*Exercise materials:*
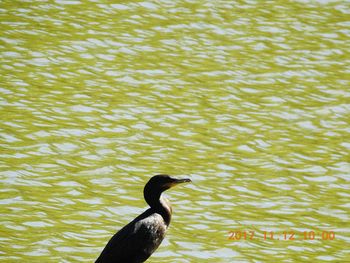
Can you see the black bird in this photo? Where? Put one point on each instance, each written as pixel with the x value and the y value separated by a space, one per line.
pixel 136 241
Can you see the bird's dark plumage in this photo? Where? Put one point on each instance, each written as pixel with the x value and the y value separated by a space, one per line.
pixel 136 241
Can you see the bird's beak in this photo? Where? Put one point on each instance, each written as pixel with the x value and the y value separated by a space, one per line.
pixel 178 181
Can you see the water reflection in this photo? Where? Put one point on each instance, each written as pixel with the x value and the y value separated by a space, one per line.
pixel 248 99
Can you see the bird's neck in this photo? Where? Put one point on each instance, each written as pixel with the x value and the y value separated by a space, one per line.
pixel 159 204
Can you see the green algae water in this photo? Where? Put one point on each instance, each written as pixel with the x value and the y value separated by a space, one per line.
pixel 249 99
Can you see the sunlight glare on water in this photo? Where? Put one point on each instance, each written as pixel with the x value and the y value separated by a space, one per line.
pixel 250 99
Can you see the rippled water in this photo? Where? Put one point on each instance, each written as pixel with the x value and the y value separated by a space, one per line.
pixel 250 99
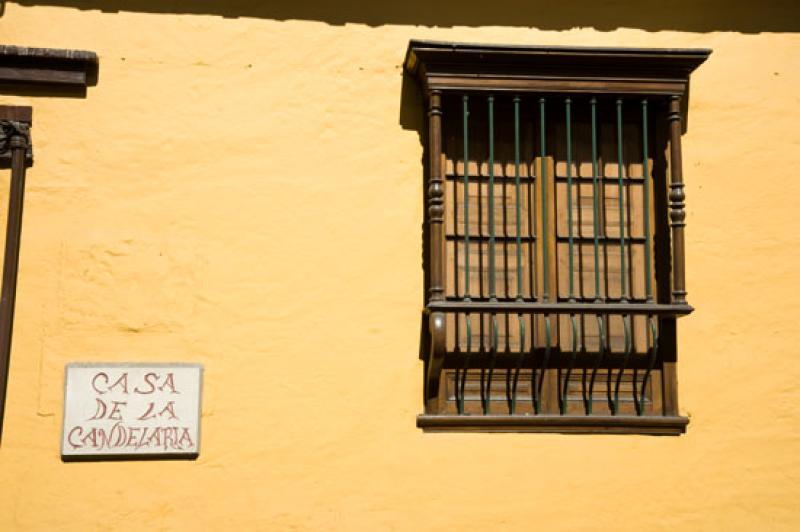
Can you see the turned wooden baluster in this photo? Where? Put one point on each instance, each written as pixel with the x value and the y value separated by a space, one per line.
pixel 437 260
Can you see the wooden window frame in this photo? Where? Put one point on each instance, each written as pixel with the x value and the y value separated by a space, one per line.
pixel 445 69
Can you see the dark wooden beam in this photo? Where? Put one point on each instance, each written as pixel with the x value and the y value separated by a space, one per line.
pixel 55 69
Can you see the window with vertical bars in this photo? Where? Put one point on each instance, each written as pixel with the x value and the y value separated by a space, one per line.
pixel 554 237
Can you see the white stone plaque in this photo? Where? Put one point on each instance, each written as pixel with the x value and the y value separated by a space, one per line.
pixel 130 410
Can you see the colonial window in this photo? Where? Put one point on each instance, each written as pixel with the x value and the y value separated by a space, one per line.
pixel 27 72
pixel 554 236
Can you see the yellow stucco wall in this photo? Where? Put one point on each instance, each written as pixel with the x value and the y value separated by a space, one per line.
pixel 240 192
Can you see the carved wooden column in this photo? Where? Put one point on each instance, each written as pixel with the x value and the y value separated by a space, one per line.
pixel 14 141
pixel 677 198
pixel 436 197
pixel 436 325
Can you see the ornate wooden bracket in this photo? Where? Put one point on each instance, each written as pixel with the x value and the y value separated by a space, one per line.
pixel 435 361
pixel 15 125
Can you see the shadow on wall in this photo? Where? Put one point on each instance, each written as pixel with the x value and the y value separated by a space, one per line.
pixel 744 16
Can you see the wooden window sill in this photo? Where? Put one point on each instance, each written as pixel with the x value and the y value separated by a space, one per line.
pixel 651 425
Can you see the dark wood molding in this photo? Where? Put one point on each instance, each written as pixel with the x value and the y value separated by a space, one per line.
pixel 651 425
pixel 47 68
pixel 450 66
pixel 514 307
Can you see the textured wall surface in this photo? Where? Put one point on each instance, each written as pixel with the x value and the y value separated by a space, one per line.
pixel 245 192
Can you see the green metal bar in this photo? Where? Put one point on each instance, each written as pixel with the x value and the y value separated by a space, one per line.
pixel 621 188
pixel 492 273
pixel 520 317
pixel 647 236
pixel 468 320
pixel 543 179
pixel 492 270
pixel 568 105
pixel 596 233
pixel 596 204
pixel 545 265
pixel 647 266
pixel 628 341
pixel 574 343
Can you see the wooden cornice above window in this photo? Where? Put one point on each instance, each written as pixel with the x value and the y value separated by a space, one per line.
pixel 47 68
pixel 553 69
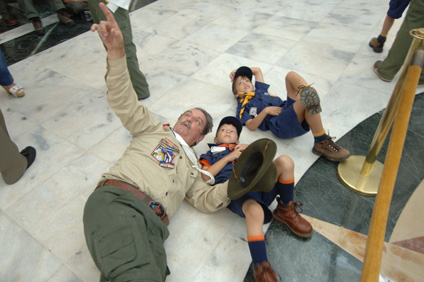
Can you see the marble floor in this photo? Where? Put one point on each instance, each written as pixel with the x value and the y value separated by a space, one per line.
pixel 187 49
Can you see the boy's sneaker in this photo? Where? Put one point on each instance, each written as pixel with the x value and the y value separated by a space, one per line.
pixel 263 272
pixel 376 45
pixel 287 214
pixel 38 26
pixel 330 150
pixel 310 99
pixel 375 69
pixel 29 153
pixel 65 18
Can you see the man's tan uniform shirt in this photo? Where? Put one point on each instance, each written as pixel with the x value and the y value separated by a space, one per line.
pixel 140 164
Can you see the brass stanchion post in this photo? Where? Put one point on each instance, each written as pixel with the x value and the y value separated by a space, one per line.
pixel 362 174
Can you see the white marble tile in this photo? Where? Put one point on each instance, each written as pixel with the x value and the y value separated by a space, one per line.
pixel 215 37
pixel 65 274
pixel 150 45
pixel 58 194
pixel 319 59
pixel 218 71
pixel 181 58
pixel 22 257
pixel 26 28
pixel 245 19
pixel 186 25
pixel 263 48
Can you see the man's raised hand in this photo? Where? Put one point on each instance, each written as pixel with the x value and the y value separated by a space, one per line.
pixel 110 34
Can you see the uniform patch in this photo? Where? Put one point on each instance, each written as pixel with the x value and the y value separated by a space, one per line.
pixel 164 152
pixel 253 111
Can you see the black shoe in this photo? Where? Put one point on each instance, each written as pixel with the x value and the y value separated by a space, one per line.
pixel 376 44
pixel 29 153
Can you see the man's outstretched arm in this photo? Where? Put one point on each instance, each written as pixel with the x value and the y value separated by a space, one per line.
pixel 110 34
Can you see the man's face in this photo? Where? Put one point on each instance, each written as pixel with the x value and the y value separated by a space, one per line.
pixel 244 85
pixel 190 126
pixel 226 134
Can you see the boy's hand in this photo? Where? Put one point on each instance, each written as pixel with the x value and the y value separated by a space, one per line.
pixel 273 110
pixel 232 74
pixel 110 34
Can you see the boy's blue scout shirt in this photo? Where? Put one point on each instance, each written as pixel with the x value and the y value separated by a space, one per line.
pixel 209 158
pixel 257 104
pixel 140 165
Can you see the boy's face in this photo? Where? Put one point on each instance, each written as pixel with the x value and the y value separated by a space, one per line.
pixel 227 134
pixel 244 85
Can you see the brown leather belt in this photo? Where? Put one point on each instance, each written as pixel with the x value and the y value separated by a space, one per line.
pixel 157 207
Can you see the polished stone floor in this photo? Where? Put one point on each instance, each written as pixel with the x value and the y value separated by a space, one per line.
pixel 186 49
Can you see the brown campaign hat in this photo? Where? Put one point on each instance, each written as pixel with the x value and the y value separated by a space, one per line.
pixel 254 170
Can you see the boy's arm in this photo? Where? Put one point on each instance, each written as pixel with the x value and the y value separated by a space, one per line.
pixel 257 72
pixel 219 165
pixel 254 123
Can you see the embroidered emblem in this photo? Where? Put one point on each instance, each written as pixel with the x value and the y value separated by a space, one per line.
pixel 253 111
pixel 168 156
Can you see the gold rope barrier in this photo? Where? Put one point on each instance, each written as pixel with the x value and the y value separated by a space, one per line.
pixel 362 174
pixel 373 251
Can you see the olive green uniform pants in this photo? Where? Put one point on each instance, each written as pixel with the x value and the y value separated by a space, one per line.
pixel 124 236
pixel 397 54
pixel 12 163
pixel 122 17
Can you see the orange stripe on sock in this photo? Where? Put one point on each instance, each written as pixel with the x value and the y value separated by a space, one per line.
pixel 255 238
pixel 318 134
pixel 290 181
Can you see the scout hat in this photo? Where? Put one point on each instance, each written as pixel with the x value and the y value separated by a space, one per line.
pixel 242 71
pixel 231 120
pixel 254 170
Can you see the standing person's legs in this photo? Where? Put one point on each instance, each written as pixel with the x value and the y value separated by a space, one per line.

*Written task:*
Retype the stretch of the listing from the line containing "Can you see the wooden window frame" through the line containing "pixel 554 236", both included, keeping every line identical.

*Complete response:*
Can you see the wooden window frame in this photo? Where? Put one point on each instance, each written as pixel with the x value and the y value separated by a space, one per line.
pixel 445 69
Can you see the dark wooden beam in this photo? Where? Put one point on each instance, each written as pixel with the x value and the y value separated by a space, one per line.
pixel 55 69
Can you see the window with vertical bars in this photo? Where? Put one point on each instance, each written as pixel with the x value and the y value separated by a space, one per line.
pixel 554 237
Can you see the white stone plaque in this photo? Where? Put one point on each instance, each written as pixel with the x value and the y value separated by a space, one per line.
pixel 130 410
Can you see the colonial window in this photo? Where? Put one point on each instance, each written as pixel with the x value and the y value separated by a space, one per line.
pixel 27 72
pixel 554 236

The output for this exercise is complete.